> [Instrução dada a] Transforme em uma tabela Markdown as linhas dos registros, começando na linha que contém "segment arm" e seguindo até o fim dos registros, sem as linhas em branco. Use a coluna Número para a contagem das linhas e a coluna Linha para o texto de cada uma.
____________________
Paulo Roberto, promotor de justiça do Ministério Público do Rio de Janeiro, explica que o texto não apresenta nenhum fato novo, mas inicia a regulamentação de leis já existentes, como a Lei nº 13.060 de 22 de dezembro de 2014.

"Nesse sentido, ele não inova o ordenamento jurídico legal e constitucional existente. O que traz de positivo é a própria regulamentação em si."

Em resposta ao decreto do governo federal, o Consórcio de Integração Sul e Sudeste (Cosud) divulgou uma nota na qual afirma que a regulamentação "beneficia o crime organizado" e "bloqueia a autonomia dos estados, em um claro sinal de violação da Constituição brasileira".
"É urgente que o decreto seja revogado porque o seu conteúdo beneficia a ação de facções e pune homens e mulheres que diariamente arriscam suas vidas em prol da sociedade", diz o texto assinado por Romeu Zema (Novo-MG), Tarcísio de Freitas (Republicanos-SP), Cláudio Castro (PL-RJ) e Ratinho Júnior (PSD-PR).
"A segurança das famílias brasileiras não será garantida com decretos evasivos que limitam o poder das polícias, mas sim com investimento coordenado e o endurecimento das leis."
O texto dos governadores foi rebatido não só pelo Ministério da Justiça — que revelou que o decreto foi construído a partir de um grupo de trabalho instituído no 8 de Janeiro deste ano —, como também os seguintes integrantes:
Conselho Nacional de Secretários de Segurança Pública;
Conselho Nacional de Comandantes-Gerais das Polícias Militares;
Conselho Nacional de Chefes de Polícia Civil;
Conselho Nacional do Ministério Público;
Conselho Nacional das Defensoras e Defensores Públicos-Gerais;
Associação dos Guardas Municipais do Brasil;
Polícia Federal;
Polícia Rodoviária Federal.
Já o Consórcio Nordeste, grupo que agrega os líderes de governo dos nove estados da região, publicou no domingo (29) uma nota em que defendeu a medida, afirmando: "A orientação nas nossas forças de segurança é clara: o uso da força letal deve ser reservado como último recurso, exclusivamente em situações de legítima defesa, para proteger vidas."
____________________
> [Instrução dada b] Transcreva do trecho sobre o decreto do governo federal a parte que começa nas palavras "Paulo Roberto, promotor" e termina depois de "dezembro de 2014.", sem mudar nada.
____________________
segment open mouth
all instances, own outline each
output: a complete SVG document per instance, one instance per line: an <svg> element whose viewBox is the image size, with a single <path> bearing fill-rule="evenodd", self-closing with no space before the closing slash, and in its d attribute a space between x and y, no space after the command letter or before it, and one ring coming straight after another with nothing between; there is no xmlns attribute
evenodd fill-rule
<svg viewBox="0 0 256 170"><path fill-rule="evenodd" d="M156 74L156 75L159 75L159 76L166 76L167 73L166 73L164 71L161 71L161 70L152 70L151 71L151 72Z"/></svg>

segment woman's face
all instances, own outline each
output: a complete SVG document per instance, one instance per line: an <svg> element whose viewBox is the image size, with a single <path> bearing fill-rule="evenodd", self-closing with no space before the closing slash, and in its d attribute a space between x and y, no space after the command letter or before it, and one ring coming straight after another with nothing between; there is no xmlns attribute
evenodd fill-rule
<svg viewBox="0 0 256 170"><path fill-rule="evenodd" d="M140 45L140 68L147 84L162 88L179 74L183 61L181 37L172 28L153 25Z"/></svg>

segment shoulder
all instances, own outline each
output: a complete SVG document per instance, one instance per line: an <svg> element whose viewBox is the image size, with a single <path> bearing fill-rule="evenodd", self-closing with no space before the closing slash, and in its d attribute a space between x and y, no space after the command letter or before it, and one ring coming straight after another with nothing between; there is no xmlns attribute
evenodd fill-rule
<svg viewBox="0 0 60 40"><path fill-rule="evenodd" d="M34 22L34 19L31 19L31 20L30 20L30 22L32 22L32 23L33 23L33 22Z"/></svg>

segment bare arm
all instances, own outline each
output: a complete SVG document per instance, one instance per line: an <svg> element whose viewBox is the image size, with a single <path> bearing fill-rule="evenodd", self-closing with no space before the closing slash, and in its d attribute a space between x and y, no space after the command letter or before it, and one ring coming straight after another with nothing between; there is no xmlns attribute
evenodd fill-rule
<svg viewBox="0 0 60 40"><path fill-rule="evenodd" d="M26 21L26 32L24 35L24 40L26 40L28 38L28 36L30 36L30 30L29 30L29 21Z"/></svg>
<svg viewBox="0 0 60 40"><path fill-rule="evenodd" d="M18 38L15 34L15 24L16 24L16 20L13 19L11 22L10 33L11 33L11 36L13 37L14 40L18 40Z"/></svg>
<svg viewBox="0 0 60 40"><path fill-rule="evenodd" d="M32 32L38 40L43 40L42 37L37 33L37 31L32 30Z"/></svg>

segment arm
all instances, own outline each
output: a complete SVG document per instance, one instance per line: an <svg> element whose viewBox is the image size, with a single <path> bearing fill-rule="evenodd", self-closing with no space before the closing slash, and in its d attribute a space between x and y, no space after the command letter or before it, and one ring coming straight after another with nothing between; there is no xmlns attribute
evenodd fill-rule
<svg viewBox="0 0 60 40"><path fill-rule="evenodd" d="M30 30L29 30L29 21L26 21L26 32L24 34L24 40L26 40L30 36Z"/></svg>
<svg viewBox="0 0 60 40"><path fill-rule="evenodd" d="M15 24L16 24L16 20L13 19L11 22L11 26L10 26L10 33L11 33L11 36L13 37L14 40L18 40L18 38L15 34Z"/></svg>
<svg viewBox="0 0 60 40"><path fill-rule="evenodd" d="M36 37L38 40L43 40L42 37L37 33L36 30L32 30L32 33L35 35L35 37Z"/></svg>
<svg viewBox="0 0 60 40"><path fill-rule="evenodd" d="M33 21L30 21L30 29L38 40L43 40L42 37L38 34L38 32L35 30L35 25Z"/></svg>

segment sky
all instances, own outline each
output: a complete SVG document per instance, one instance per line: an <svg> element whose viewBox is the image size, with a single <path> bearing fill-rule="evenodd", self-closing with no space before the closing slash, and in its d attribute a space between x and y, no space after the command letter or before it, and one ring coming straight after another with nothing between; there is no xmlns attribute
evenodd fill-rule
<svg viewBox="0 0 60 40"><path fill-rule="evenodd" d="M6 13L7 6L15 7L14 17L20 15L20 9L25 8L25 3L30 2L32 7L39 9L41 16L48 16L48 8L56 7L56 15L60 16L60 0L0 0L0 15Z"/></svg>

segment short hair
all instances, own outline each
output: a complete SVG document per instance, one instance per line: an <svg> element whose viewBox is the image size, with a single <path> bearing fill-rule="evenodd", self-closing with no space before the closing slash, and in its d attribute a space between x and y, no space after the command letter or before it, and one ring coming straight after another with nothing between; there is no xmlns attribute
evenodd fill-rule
____________________
> [Resposta correta a]
| Número | Linha |
|---|---|
| 1 | segment arm |
| 2 | all instances, own outline each |
| 3 | output: a complete SVG document per instance, one instance per line: an <svg> element whose viewBox is the image size, with a single <path> bearing fill-rule="evenodd", self-closing with no space before the closing slash, and in its d attribute a space between x and y, no space after the command letter or before it, and one ring coming straight after another with nothing between; there is no xmlns attribute |
| 4 | evenodd fill-rule |
| 5 | <svg viewBox="0 0 60 40"><path fill-rule="evenodd" d="M30 30L29 30L29 21L26 21L26 32L24 34L24 40L26 40L30 36Z"/></svg> |
| 6 | <svg viewBox="0 0 60 40"><path fill-rule="evenodd" d="M15 24L16 24L16 20L13 19L11 22L11 26L10 26L10 33L11 33L11 36L13 37L14 40L18 40L18 38L15 34Z"/></svg> |
| 7 | <svg viewBox="0 0 60 40"><path fill-rule="evenodd" d="M36 37L38 40L43 40L42 37L37 33L36 30L32 30L32 33L35 35L35 37Z"/></svg> |
| 8 | <svg viewBox="0 0 60 40"><path fill-rule="evenodd" d="M33 21L30 21L30 29L38 40L43 40L42 37L38 34L38 32L35 30L35 25Z"/></svg> |
| 9 | segment sky |
| 10 | all instances, own outline each |
| 11 | output: a complete SVG document per instance, one instance per line: an <svg> element whose viewBox is the image size, with a single <path> bearing fill-rule="evenodd", self-closing with no space before the closing slash, and in its d attribute a space between x and y, no space after the command letter or before it, and one ring coming straight after another with nothing between; there is no xmlns attribute |
| 12 | evenodd fill-rule |
| 13 | <svg viewBox="0 0 60 40"><path fill-rule="evenodd" d="M6 13L7 6L15 7L14 17L20 15L20 9L25 8L25 3L30 2L32 7L39 9L41 16L48 16L48 8L56 7L56 15L60 16L60 0L0 0L0 15Z"/></svg> |
| 14 | segment short hair |
| 15 | all instances, own outline each |
| 16 | output: a complete SVG document per instance, one instance per line: an <svg> element whose viewBox is the image size, with a single <path> bearing fill-rule="evenodd", self-closing with no space before the closing slash, and in its d attribute a space between x and y, no space after the command letter or before it, and one ring coming straight after another with nothing between; there is no xmlns attribute |
| 17 | evenodd fill-rule |

> [Resposta correta b]
Paulo Roberto, promotor de justiça do Ministério Público do Rio de Janeiro, explica que o texto não apresenta nenhum fato novo, mas inicia a regulamentação de leis já existentes, como a Lei nº 13.060 de 22 de dezembro de 2014.